- Extrait du texte
◇ ◇ ◇ ◇ ◇
4) La faiblesse du Lobby serait démontrée par le fait qu’Israël ne serait qu’un "simple outil" pour la construction de l’empire américain, utilisé quand on en a besoin, et marginalisé quand ce n’est pas le cas ;
5) Les principales forces qui modèleraient la politique moyen-orientale des Etats-Unis seraient les "gros intérêts pétroliers" [‘Big Oil’] et le "complexe militaro-industriel", ni l’un ni l’autre n’étant connecté au Lobby pro-israélien ;
6) Les intérêts des Etats-Unis coïncideraient, pour l’essentiel, avec ceux d’Israël ;
7) La guerre contre l’Irak, les menaces contre la Syrie et l’Iran… seraient essentiellement des produits des "intérêts pétroliers" et du "complexe militaro-industriel", et absolument pas le résultat du rôle joué par le lobby pro-israélien ou ses collaborateurs au sein du Pentagone et dans d’autres instances gouvernementales…
Bien qu’en général Chomsky s’abstienne délibérément de dénoncer spécifiquement le lobby pro-israélien dans ses discours, dans ses interviews et dans ses publications où il analyse la politique américaine vis-à-vis du Moyen-Orient, les très rares fois où il le fait, c’est en recourant au répertoire décliné ci-dessus.
Le problème de la guerre et de la paix au Moyen-Orient et le rôle du lobby israélien sont choses bien trop sérieuses pour être marginalisées comme s’il s’agissait d’arrière-pensées. M
ais il y a plus grave : la censure qui s’exerce de plus en plus à l’encontre de notre liberté d’expression et l’érosion de nos libertés civiques et de notre liberté académique par un lobby agressif bénéficiant de soutiens puissants tant dans le pouvoir législatif qu’à la Maison Blanche menacent notre démocratie, déjà sérieusement écornée.
◇ ◇ ◇ ◇ ◇
- Données fournies

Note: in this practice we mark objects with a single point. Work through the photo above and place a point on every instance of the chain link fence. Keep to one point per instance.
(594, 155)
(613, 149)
◇ ◇ ◇ ◇ ◇
- Consigne
Reproduisez à l'identique tout le passage de l'extrait, de « Le problème de » jusqu'à « déjà sérieusement écornée. ». Appuyez-vous uniquement sur l'extrait.

- Production attendue
Le problème de la guerre et de la paix au Moyen-Orient et le rôle du lobby israélien sont choses bien trop sérieuses pour être marginalisées comme s’il s’agissait d’arrière-pensées. M
ais il y a plus grave : la censure qui s’exerce de plus en plus à l’encontre de notre liberté d’expression et l’érosion de nos libertés civiques et de notre liberté académique par un lobby agressif bénéficiant de soutiens puissants tant dans le pouvoir législatif qu’à la Maison Blanche menacent notre démocratie, déjà sérieusement écornée.